→ **WHAT TO PRODUCE**
The lines needed are those from the start of the records through the line holding "Return one point per instance of the white safety", each copied exactly.

[Referring expression pointing data]
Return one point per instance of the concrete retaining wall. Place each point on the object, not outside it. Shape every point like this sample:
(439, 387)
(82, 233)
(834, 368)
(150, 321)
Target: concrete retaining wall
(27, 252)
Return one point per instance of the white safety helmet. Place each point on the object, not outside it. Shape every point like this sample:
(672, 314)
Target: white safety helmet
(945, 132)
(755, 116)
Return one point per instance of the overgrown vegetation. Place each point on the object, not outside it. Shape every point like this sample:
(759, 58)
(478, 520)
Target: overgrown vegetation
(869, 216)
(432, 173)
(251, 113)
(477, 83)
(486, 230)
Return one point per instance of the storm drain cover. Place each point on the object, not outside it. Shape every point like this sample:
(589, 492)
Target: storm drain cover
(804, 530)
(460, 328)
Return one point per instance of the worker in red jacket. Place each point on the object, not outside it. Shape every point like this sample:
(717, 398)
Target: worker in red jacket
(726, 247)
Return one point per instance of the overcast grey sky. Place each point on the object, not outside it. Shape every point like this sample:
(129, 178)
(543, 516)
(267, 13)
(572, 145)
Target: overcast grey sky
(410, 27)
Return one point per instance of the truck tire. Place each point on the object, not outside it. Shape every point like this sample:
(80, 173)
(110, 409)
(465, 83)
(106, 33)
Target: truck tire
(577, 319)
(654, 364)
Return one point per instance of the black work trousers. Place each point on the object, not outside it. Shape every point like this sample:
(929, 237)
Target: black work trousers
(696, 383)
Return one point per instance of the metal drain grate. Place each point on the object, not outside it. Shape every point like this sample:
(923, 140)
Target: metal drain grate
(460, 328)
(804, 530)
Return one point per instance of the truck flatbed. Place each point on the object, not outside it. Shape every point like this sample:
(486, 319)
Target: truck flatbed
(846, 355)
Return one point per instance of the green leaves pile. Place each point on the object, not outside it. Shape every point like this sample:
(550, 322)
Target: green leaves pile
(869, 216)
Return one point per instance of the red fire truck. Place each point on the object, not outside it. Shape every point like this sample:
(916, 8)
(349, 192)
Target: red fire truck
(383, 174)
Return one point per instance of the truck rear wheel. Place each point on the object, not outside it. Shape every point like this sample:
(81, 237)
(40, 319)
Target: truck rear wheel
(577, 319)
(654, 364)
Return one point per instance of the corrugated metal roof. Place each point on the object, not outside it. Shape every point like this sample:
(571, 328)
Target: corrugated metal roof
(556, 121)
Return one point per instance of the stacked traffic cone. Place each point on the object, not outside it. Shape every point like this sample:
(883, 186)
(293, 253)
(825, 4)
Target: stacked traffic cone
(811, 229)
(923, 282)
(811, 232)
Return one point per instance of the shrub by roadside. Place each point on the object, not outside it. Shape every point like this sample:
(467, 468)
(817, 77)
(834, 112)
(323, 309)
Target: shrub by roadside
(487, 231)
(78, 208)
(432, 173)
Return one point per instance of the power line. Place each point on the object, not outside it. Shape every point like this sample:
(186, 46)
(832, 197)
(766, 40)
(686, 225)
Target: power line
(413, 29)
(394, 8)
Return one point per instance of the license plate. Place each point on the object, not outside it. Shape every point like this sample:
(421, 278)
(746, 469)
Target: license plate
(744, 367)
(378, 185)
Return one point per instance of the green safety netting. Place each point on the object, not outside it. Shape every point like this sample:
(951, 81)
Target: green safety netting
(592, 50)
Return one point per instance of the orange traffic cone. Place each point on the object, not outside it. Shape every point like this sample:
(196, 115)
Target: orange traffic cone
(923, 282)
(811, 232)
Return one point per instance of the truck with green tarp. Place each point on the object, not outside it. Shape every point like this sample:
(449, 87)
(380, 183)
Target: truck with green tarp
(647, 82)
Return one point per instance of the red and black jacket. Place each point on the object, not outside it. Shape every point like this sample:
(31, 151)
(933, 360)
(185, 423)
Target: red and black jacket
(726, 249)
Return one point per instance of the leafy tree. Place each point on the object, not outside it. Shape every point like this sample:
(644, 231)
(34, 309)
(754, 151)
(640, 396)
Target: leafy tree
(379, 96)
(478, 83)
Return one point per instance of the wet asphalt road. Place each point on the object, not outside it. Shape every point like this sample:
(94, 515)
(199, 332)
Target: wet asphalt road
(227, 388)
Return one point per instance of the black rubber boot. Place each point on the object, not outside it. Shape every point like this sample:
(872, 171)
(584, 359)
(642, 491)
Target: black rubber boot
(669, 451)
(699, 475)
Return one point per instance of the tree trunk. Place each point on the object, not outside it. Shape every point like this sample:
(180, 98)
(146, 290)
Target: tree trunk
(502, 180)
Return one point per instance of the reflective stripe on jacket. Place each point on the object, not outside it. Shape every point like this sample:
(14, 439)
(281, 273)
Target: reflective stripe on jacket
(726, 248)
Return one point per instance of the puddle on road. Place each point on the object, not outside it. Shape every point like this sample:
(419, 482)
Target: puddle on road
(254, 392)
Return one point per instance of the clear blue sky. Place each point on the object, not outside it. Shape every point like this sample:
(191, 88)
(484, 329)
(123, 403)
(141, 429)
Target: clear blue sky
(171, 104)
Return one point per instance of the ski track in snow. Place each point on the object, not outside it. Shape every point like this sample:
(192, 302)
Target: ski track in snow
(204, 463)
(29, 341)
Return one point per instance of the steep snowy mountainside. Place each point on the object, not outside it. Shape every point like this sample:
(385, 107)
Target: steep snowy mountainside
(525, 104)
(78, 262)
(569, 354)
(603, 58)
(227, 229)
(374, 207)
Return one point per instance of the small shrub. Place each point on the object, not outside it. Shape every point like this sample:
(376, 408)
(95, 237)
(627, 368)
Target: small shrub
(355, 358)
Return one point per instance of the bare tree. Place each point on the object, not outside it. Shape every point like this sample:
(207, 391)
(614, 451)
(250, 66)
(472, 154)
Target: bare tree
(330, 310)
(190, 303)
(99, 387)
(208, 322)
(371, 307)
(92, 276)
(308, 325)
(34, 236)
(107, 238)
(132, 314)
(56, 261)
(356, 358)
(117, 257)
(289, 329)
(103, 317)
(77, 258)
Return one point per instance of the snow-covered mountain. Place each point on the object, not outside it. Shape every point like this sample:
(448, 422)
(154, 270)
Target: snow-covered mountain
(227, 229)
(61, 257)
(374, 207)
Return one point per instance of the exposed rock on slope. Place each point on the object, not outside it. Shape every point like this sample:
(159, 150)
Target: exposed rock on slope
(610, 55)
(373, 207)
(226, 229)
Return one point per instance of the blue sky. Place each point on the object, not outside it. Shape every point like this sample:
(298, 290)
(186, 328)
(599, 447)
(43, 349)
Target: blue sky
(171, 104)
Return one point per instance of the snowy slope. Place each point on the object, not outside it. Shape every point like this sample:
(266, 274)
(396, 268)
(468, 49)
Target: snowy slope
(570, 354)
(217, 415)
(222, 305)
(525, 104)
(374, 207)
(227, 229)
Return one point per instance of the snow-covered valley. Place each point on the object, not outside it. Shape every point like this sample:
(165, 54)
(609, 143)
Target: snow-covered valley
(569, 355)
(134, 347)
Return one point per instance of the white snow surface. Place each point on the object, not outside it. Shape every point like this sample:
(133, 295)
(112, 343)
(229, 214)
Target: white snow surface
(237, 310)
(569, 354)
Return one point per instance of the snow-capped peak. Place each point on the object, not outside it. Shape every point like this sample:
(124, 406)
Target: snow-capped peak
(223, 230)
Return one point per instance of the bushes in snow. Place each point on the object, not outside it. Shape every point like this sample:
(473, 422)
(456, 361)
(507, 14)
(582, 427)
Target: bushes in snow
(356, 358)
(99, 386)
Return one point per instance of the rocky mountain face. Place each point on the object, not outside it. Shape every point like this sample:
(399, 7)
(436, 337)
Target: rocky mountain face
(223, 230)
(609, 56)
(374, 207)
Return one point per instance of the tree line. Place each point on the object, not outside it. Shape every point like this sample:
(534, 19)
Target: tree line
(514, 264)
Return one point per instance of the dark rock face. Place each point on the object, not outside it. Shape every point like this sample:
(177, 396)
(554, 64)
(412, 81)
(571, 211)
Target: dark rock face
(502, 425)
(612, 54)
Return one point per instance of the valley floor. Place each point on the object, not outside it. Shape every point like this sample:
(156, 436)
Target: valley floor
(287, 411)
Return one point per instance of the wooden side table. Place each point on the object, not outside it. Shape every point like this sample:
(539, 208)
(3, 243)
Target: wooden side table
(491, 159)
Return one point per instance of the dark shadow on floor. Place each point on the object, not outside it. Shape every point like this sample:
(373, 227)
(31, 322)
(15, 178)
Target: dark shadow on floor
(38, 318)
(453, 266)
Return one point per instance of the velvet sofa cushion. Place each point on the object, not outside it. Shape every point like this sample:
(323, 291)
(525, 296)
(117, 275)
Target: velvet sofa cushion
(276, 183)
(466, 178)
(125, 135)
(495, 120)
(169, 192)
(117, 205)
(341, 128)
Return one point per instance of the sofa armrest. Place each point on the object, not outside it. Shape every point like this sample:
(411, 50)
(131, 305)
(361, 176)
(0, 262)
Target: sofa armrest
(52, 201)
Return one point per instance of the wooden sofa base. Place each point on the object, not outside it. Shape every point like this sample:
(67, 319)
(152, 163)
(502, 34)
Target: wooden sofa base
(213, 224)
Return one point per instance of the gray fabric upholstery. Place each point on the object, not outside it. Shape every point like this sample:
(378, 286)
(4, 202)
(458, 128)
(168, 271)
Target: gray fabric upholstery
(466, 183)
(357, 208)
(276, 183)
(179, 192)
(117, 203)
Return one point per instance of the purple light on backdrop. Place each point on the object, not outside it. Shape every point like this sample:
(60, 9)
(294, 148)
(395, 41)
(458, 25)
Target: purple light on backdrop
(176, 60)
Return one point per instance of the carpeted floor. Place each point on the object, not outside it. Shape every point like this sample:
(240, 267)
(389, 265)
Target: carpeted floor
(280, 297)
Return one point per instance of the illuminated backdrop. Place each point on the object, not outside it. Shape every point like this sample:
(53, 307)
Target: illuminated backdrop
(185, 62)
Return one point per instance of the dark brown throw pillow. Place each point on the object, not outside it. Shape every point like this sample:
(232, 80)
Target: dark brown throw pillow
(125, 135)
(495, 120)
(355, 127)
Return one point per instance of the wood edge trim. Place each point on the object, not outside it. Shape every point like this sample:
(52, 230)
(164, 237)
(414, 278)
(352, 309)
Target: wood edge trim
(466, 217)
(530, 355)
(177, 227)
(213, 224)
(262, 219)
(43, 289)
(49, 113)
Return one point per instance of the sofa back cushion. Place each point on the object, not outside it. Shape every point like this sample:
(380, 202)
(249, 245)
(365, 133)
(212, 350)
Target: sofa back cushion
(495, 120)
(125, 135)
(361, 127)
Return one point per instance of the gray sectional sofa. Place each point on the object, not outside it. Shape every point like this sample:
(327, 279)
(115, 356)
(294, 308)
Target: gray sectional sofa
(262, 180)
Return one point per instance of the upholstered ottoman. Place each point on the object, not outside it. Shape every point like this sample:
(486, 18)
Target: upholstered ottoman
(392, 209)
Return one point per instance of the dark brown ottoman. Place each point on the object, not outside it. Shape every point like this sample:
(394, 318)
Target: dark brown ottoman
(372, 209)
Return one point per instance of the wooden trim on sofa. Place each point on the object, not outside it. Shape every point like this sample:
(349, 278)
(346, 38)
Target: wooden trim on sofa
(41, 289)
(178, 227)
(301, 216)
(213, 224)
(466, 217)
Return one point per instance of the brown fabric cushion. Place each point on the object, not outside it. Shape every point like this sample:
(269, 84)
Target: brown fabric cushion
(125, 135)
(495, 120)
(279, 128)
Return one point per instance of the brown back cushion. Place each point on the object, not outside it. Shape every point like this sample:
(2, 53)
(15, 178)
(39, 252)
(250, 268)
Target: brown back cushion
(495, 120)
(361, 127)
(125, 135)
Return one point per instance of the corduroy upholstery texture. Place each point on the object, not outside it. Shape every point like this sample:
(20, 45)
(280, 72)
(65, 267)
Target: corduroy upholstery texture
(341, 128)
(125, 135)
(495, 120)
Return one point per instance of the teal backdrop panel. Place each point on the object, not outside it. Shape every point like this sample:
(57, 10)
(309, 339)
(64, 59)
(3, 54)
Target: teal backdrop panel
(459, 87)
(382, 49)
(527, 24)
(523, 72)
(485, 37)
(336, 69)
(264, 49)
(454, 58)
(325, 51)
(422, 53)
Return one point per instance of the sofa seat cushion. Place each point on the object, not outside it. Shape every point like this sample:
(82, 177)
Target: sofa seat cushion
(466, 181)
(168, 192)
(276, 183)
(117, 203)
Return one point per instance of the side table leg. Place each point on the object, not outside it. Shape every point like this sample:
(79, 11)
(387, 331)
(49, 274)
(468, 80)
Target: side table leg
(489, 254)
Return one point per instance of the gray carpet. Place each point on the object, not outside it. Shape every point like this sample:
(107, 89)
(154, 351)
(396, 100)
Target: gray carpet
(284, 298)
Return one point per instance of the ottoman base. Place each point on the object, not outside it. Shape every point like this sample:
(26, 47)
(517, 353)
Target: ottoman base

→ **RESULT FOR THIS TASK**
Return one point per instance of the concrete retaining wall. Place each point on the object, not outside it. Shape every point like this sample:
(439, 387)
(82, 233)
(834, 368)
(150, 321)
Target: concrete retaining wall
(27, 252)
Return one point per instance of the white safety helmet. Place each point on the object, not outside it. Shape every point like this sample:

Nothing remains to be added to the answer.